=== The problem ===
Which lines in the entries below contain the string "shirt"? Pick out and copy each one, matching case exactly.

=== Stored data ===
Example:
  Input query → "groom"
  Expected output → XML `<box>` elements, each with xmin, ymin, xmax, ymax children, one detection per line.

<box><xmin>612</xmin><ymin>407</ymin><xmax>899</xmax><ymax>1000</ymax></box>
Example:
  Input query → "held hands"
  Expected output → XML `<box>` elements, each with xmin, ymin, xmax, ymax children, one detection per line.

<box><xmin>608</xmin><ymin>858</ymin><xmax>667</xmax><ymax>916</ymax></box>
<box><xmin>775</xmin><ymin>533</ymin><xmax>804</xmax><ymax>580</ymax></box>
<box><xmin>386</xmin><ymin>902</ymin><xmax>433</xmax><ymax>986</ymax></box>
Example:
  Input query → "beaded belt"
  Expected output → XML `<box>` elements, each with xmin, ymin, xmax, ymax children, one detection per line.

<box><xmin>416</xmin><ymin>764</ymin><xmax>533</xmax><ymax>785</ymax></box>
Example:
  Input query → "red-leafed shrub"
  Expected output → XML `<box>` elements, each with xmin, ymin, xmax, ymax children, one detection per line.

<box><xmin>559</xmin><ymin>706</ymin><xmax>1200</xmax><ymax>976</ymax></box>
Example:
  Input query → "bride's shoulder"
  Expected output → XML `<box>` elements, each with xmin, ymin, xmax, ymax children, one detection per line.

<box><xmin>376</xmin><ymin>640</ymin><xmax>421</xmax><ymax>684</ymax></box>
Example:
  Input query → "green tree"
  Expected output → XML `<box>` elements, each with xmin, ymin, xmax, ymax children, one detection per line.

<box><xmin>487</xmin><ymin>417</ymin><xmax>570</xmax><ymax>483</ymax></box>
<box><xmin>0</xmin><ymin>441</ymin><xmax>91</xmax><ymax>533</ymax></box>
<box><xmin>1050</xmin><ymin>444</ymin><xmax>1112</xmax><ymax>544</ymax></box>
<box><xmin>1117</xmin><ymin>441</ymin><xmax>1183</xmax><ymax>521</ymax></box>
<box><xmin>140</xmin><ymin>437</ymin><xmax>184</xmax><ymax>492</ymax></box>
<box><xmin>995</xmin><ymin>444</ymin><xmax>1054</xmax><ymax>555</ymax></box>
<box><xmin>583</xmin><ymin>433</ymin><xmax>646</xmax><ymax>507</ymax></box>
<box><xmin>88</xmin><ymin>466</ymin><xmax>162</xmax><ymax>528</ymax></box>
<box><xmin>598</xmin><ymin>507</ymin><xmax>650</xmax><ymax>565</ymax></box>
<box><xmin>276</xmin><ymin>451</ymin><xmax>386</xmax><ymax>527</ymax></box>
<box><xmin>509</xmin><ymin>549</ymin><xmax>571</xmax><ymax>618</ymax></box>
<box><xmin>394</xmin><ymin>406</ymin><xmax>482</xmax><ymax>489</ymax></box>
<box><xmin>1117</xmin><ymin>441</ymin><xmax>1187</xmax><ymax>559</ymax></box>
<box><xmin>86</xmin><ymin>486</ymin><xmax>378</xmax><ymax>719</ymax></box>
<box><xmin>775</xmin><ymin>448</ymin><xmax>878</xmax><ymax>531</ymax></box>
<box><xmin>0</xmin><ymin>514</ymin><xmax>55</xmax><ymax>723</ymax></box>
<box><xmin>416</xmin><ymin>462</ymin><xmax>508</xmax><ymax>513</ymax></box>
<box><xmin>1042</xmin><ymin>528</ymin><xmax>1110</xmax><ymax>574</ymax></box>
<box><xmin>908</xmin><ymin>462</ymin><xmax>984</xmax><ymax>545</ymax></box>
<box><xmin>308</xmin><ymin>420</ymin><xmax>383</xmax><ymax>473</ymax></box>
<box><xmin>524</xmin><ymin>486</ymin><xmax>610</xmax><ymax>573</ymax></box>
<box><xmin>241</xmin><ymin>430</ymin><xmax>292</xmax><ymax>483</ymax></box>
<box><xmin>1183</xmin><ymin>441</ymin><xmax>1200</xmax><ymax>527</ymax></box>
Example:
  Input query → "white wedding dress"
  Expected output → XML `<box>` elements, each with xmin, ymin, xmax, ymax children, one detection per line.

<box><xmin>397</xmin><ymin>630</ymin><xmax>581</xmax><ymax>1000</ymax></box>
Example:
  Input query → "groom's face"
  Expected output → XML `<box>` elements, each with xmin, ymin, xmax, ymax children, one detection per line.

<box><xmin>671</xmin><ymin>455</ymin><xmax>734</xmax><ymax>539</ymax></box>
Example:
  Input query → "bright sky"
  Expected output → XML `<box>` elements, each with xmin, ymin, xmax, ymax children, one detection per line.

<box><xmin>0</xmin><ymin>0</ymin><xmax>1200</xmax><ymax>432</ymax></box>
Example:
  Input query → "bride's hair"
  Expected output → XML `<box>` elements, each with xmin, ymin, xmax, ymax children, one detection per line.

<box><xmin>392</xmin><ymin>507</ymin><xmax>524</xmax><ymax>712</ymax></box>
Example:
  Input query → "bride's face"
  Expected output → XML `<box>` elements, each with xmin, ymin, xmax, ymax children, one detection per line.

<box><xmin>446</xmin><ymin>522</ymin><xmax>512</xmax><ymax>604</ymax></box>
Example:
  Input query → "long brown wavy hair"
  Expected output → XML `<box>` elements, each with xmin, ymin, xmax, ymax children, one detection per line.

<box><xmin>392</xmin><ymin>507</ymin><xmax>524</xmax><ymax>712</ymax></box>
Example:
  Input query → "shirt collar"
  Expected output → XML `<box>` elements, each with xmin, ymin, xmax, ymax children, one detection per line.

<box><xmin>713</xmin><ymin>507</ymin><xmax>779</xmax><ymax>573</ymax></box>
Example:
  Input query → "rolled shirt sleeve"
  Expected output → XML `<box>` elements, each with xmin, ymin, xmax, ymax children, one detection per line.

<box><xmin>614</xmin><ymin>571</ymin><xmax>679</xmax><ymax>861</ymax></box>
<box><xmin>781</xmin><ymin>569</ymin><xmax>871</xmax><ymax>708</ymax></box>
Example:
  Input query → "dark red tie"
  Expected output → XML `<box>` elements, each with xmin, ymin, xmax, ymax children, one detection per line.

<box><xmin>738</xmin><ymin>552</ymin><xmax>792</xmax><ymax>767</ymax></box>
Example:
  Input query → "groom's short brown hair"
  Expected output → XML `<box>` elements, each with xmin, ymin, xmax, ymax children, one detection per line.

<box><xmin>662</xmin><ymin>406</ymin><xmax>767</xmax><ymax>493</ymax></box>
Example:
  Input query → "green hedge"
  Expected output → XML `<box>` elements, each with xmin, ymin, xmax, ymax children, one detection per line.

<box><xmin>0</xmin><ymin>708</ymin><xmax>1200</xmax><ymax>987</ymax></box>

=== Task answer ===
  Input query → "shirt collar"
  Input query → "rolled shirt sleeve"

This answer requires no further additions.